■ **Instruction 1**: Count the lines in the records below that contain the string "jacket", treating uppercase and lowercase as distinct, and give only the resulting number.

■ **Text provided**:

★ ★ ★ ★ ★ ★ ★

While four agents have been shown in the example embodiment illustrated in reference to <FIG>, it should be understood that an enterprise environment may have any number of different data collection agents. For example, the number and/or type of data collection agents may be specific to the architecture of a given enterprise environment.

<FIG> is a schematic diagram of an example embodiment of fault analysis and prediction system <NUM>. In this embodiment, components of fault analysis and prediction system <NUM>, including data management and analytics engine <NUM> and fault analysis and prediction module <NUM>, are shown in detail. The components of fault analysis and prediction system <NUM> described herein may be embodied in hardware, software, or a combination of both.

As shown in <FIG>, in one embodiment, data <NUM> from enterprise environment <NUM> is received at a cleanser module <NUM>. Data ingested by the various data collection agents (e.g., plurality of agents <NUM>, <NUM>, <NUM>, <NUM>) may be in different formats. Additionally, some logs may have special characters that may not be subject to analysis or have meaning outside of their function within the logs. In an example embodiment, cleanser module <NUM> is configured to clean or refine data <NUM> from enterprise environment <NUM> for use by fault analysis and prediction system <NUM>.

For example, in some embodiments, cleanser module <NUM> may perform one or more of the following actions, including, but not limited to: formatting the data to a compatible format, removing special characters in the data that may cause complications with analysis, removing duplicate files and/or log entries that are generated due to synchronization limitations or other duplicate processes, as well as other operations to organize or arrange the data from the enterprise environment (e.g., enterprise environment <NUM>).

★ ★ ★ ★ ★ ★ ★

■ **Instruction 2**: Resume the description of the fault analysis and prediction system above, continuing directly from its final sentence.

★ ★ ★ ★ ★ ★ ★

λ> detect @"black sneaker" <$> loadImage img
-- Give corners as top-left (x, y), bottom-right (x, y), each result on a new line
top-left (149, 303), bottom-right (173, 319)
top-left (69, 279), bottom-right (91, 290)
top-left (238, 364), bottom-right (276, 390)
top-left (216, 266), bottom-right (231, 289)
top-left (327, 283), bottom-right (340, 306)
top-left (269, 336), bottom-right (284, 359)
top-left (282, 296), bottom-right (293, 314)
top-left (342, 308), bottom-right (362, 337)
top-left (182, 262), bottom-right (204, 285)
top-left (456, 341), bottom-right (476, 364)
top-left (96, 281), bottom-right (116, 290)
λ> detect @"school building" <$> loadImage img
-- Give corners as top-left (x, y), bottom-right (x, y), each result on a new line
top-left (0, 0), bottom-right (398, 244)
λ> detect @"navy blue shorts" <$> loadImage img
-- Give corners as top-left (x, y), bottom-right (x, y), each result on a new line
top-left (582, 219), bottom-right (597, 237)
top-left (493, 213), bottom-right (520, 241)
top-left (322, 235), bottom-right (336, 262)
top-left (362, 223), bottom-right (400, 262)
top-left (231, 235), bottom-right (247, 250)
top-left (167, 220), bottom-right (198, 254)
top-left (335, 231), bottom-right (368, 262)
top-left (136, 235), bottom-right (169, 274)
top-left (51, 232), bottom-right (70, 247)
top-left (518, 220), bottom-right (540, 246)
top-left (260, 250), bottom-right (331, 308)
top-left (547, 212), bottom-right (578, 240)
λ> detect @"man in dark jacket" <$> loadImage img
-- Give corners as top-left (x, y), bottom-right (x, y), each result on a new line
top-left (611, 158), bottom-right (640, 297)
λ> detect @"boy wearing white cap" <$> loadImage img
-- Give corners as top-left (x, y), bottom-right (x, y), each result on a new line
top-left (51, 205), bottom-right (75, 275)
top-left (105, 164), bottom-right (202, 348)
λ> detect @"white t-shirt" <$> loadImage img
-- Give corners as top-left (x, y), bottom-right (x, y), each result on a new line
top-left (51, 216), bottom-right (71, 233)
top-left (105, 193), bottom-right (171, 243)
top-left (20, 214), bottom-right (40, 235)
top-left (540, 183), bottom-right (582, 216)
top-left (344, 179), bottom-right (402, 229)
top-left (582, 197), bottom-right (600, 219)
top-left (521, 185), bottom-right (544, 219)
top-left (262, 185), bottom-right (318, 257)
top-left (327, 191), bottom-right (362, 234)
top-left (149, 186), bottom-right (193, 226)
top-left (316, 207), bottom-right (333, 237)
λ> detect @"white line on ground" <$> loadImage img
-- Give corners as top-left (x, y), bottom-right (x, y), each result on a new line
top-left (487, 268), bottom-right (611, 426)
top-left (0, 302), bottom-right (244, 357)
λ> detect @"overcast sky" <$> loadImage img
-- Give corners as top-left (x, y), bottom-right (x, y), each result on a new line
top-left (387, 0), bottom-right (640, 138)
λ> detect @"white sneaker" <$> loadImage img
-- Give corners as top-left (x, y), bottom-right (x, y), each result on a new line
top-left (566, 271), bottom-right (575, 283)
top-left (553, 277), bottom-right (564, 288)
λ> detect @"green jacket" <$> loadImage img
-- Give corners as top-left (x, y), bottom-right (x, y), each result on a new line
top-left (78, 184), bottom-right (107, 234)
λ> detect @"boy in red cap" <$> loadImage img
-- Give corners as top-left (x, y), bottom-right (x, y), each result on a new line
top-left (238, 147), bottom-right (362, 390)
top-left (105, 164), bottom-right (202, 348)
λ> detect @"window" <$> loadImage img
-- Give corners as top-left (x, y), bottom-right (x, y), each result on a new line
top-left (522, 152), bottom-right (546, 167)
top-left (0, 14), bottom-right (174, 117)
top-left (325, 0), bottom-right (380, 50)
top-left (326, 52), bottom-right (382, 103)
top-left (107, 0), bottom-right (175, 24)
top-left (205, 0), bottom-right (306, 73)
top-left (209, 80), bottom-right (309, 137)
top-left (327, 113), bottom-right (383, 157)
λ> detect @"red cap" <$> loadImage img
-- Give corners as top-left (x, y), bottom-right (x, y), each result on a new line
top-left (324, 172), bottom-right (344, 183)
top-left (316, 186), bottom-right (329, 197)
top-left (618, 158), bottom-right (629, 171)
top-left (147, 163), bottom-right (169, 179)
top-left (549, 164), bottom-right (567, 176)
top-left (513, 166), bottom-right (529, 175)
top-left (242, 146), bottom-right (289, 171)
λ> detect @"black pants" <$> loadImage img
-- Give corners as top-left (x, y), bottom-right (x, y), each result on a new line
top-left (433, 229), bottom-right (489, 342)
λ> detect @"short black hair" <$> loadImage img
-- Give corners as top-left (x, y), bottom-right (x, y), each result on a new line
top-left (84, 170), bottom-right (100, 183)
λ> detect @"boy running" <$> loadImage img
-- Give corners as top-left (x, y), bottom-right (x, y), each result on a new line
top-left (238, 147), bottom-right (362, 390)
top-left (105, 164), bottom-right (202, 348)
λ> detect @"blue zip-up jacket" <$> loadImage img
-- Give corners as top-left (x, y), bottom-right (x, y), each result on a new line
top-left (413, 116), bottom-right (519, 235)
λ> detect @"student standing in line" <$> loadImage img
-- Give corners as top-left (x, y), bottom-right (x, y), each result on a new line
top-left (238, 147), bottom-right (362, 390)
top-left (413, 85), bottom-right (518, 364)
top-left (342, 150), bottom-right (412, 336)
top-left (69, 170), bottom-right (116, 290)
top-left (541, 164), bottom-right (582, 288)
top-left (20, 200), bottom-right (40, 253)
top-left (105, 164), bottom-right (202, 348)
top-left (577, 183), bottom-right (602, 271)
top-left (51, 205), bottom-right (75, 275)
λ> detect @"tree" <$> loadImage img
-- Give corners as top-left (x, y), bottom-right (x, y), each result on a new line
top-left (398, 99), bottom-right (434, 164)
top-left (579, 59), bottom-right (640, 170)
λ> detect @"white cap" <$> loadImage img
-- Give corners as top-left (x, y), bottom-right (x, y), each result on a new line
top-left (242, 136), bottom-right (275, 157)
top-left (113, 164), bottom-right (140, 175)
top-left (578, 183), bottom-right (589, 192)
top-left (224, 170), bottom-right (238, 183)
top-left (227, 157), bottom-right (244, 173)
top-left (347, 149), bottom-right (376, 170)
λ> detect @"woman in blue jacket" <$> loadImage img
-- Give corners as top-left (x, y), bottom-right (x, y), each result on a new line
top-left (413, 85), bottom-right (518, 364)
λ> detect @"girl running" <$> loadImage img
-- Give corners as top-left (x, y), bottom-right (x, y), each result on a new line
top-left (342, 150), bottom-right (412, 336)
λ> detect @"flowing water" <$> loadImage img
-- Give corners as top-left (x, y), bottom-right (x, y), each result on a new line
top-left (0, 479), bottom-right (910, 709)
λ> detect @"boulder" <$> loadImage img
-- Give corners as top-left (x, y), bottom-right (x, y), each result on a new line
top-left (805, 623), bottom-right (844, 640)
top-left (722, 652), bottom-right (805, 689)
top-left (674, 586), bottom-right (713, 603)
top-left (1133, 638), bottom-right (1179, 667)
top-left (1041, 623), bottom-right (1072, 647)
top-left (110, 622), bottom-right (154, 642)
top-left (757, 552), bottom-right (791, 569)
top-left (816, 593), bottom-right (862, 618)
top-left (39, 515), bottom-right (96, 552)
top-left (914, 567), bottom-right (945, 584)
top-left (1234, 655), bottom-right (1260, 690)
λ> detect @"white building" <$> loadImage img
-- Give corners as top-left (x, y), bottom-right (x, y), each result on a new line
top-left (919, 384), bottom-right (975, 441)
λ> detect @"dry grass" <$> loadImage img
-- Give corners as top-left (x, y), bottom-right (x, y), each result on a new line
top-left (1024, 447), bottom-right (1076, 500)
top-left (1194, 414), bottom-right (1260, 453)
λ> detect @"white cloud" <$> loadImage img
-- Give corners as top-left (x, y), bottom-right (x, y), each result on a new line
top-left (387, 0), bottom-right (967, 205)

★ ★ ★ ★ ★ ★ ★

■ **Reply 1**: 4

■ **Reply 2**:
In an example embodiment, the cleansed data (e.g., data <NUM>) after passing through cleanser module <NUM> may be passed to a data qualifier module <NUM>. In this embodiment, data qualifier module <NUM> takes the cleansed data as an input and performs one or more actions to provide contextual or other information to the data. For example, in some embodiments, data qualifier module <NUM> may perform one or more of the following actions, including, but not limited to: segregating log files into types (e.g., device, web server, app server, database, trace, and/or application monitoring), determining the specific software that generated a log file (e.g., classify a web server log as being generated by Apache Tomcat or Microsoft IIS), sequencing the logs according to timestamps associated with the data, merging files and/or eliminating redundant entries that are generated as part of merging various files, as well as other operations to associate information about the source and/or generation of the data with the data from the enterprise environment(e.g., enterprise environment <NUM>).

Fault analysis and prediction system <NUM> may also include a tag extractor module <NUM>. In an example embodiment, tag extractor module <NUM> may associate one or more tags or identifiers with the obtained data from enterprise environment (e.g., data <NUM> ingested from enterprise environment <NUM>). In some embodiments, tag extractor module <NUM> may access or use a tag corpus <NUM> to extract and/or associate identifiers with the obtained data.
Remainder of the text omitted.